- _Stated exercise_
Rewrite the entries below, replacing every occurrence of "integer keys" with "whole-number keys" and leaving all other text unchanged.

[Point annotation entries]
====
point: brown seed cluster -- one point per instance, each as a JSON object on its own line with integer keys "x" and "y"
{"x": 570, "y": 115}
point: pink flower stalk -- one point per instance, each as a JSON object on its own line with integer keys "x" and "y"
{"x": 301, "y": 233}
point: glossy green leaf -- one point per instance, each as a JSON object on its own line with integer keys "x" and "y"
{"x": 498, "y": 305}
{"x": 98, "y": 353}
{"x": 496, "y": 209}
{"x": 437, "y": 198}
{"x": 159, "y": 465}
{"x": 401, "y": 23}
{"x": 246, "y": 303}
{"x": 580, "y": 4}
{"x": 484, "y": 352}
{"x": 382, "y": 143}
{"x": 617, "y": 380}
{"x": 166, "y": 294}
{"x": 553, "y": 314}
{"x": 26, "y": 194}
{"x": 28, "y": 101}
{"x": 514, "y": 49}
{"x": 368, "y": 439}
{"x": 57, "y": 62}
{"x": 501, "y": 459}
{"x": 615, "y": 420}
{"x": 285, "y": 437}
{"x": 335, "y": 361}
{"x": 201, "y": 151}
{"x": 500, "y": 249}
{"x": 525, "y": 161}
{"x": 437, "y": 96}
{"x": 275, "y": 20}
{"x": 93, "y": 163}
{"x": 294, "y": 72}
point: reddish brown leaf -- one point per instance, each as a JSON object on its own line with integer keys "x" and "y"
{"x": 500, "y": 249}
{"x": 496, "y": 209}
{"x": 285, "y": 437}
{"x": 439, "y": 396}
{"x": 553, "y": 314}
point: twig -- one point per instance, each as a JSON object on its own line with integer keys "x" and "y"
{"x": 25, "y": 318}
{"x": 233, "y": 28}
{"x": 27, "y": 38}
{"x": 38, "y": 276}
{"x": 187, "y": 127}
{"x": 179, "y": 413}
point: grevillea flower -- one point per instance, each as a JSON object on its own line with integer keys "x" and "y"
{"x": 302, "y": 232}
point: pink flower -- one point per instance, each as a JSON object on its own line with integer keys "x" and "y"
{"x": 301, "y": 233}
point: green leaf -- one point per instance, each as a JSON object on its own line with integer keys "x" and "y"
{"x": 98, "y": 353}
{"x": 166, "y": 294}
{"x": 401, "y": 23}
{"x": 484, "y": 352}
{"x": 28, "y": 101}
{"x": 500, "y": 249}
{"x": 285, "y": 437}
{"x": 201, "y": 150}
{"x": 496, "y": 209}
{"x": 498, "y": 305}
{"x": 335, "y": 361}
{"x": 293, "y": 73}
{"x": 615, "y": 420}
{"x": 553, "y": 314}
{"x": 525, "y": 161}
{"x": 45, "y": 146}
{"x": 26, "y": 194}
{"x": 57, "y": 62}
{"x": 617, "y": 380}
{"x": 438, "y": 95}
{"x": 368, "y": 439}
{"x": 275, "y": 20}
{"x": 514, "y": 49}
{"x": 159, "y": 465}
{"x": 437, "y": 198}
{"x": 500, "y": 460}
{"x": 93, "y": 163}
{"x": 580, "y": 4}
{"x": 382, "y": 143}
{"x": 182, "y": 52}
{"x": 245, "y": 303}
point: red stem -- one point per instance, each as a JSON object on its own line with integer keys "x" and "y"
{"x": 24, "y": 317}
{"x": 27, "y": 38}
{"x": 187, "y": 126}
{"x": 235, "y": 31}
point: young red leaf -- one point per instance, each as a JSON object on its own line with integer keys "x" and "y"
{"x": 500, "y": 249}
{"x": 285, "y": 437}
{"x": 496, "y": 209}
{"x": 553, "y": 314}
====
- _Task solution_
point: brown seed cluster -- one point per instance, each as a JSON object on its own line with whole-number keys "x" and "y"
{"x": 570, "y": 115}
point: pink flower stalk -- one point per instance, each as a JSON object on its own line with whole-number keys "x" and "y"
{"x": 301, "y": 233}
point: glossy green leaf -- one point per instance, each as a JSON object on its own line with whole-number keys "x" and "y"
{"x": 498, "y": 305}
{"x": 98, "y": 353}
{"x": 496, "y": 209}
{"x": 437, "y": 198}
{"x": 159, "y": 465}
{"x": 401, "y": 23}
{"x": 246, "y": 303}
{"x": 580, "y": 4}
{"x": 484, "y": 352}
{"x": 382, "y": 143}
{"x": 617, "y": 380}
{"x": 166, "y": 294}
{"x": 553, "y": 314}
{"x": 26, "y": 194}
{"x": 28, "y": 101}
{"x": 514, "y": 49}
{"x": 368, "y": 439}
{"x": 57, "y": 62}
{"x": 501, "y": 459}
{"x": 615, "y": 420}
{"x": 285, "y": 437}
{"x": 335, "y": 361}
{"x": 201, "y": 151}
{"x": 500, "y": 249}
{"x": 525, "y": 161}
{"x": 437, "y": 96}
{"x": 275, "y": 20}
{"x": 93, "y": 163}
{"x": 294, "y": 72}
point: reddish brown leaf -- one point per instance, each as a JSON object on its own line with whole-number keys "x" and "y"
{"x": 500, "y": 249}
{"x": 496, "y": 209}
{"x": 285, "y": 437}
{"x": 439, "y": 396}
{"x": 553, "y": 314}
point: twig -- one point per instance, each as a JSON object on its own line with whole-number keys "x" and "y"
{"x": 25, "y": 318}
{"x": 233, "y": 28}
{"x": 27, "y": 38}
{"x": 38, "y": 276}
{"x": 187, "y": 127}
{"x": 179, "y": 413}
point: grevillea flower -- one point per instance, each as a JSON object on its own line with whole-number keys "x" and "y"
{"x": 302, "y": 232}
point: pink flower -- one point per instance, each as a JSON object on its own line with whole-number keys "x" and "y"
{"x": 301, "y": 233}
point: green leaf -- one point per instance, each as a JSON object on its own line with whole-number keys "x" and "y"
{"x": 98, "y": 353}
{"x": 166, "y": 294}
{"x": 401, "y": 23}
{"x": 484, "y": 352}
{"x": 28, "y": 101}
{"x": 500, "y": 249}
{"x": 285, "y": 437}
{"x": 201, "y": 150}
{"x": 496, "y": 209}
{"x": 498, "y": 305}
{"x": 335, "y": 361}
{"x": 293, "y": 73}
{"x": 615, "y": 420}
{"x": 553, "y": 314}
{"x": 525, "y": 161}
{"x": 45, "y": 146}
{"x": 26, "y": 194}
{"x": 57, "y": 62}
{"x": 617, "y": 380}
{"x": 438, "y": 95}
{"x": 368, "y": 439}
{"x": 275, "y": 20}
{"x": 514, "y": 49}
{"x": 159, "y": 465}
{"x": 437, "y": 198}
{"x": 500, "y": 460}
{"x": 93, "y": 163}
{"x": 580, "y": 4}
{"x": 382, "y": 143}
{"x": 182, "y": 52}
{"x": 245, "y": 303}
point: red stem -- one point per instance, each as a JSON object on its own line with whole-number keys "x" and "y"
{"x": 24, "y": 317}
{"x": 27, "y": 38}
{"x": 187, "y": 126}
{"x": 235, "y": 31}
point: young red leaf -- one point per instance, each as a JSON object on its own line with whole-number keys "x" and "y"
{"x": 500, "y": 249}
{"x": 285, "y": 437}
{"x": 496, "y": 209}
{"x": 553, "y": 314}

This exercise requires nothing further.